Dataset:
--*--
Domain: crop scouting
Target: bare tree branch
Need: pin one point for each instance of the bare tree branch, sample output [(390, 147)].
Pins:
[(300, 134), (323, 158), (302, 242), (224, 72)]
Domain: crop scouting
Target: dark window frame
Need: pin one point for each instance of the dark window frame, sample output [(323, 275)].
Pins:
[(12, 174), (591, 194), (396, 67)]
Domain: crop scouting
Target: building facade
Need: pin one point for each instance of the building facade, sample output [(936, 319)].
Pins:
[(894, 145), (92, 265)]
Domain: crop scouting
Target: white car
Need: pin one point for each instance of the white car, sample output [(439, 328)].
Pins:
--*--
The problem: Copy all of the data above line for line, without changing anything.

Output of the task:
Domain: crop scouting
Target: bare tree branch
Need: pin one point for each instance of the bare tree branch, sample output [(390, 147)].
Pins:
[(300, 134), (323, 158), (302, 242), (224, 72)]
Domain: crop scouting
Target: dark window frame
Need: pin one point for each instance of the dark window frame, sample output [(323, 275)].
Pins:
[(12, 174), (591, 194), (396, 67)]
Domain: crop scouting
Target: building facade
Need: pin one point for each instance of the building facade, sample output [(936, 319)].
Pins:
[(894, 145), (92, 265)]
Domain: crop scouting
Target: white car
Need: pin one point for each instance of the white car, sample output [(439, 328)].
Pins:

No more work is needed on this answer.